## What you need to do
Pick out each line in the entries below that contains the word "object", treating uppercase and lowercase letters as different.
-- Begin Data --
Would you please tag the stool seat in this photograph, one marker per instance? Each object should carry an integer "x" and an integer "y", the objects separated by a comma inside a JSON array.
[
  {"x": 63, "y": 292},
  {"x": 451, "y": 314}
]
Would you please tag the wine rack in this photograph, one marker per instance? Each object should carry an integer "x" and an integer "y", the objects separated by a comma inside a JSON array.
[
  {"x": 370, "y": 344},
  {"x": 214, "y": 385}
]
-- End Data --
-- Begin Data --
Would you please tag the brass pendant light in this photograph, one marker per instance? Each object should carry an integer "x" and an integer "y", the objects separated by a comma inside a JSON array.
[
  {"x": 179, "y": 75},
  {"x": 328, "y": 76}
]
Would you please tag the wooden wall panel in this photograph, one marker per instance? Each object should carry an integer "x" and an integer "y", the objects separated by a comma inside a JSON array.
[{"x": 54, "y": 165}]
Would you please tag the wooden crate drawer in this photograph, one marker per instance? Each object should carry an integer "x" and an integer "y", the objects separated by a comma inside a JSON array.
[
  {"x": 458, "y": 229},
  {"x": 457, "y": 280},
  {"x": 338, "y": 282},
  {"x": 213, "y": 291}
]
-- End Data --
## The reply
Would you please tag the stool seat in this photograph, one marker per instance? Each object should carry an integer "x" and an integer "y", the objects separated by a comma inside a JSON array.
Would you please tag the wine rack in this photograph, one marker per instance? Each object should carry an integer "x" and an integer "y", the objects separated by a comma inside a JSON array.
Would you please tag the brass pendant light in this photograph, one marker per instance? Each object should carry an integer "x" and an integer "y", the objects separated by a comma inside a JSON array.
Would you please tag the wooden wall panel in this photograph, one marker per instance? Each object should carry an integer "x" and an integer "y", the objects separated by a comma inside a JSON array.
Would you please tag the wooden crate drawer in this photograph, one marker per instance? Each object should carry an integer "x" and an integer "y", the objects separated by a comma inside a JSON array.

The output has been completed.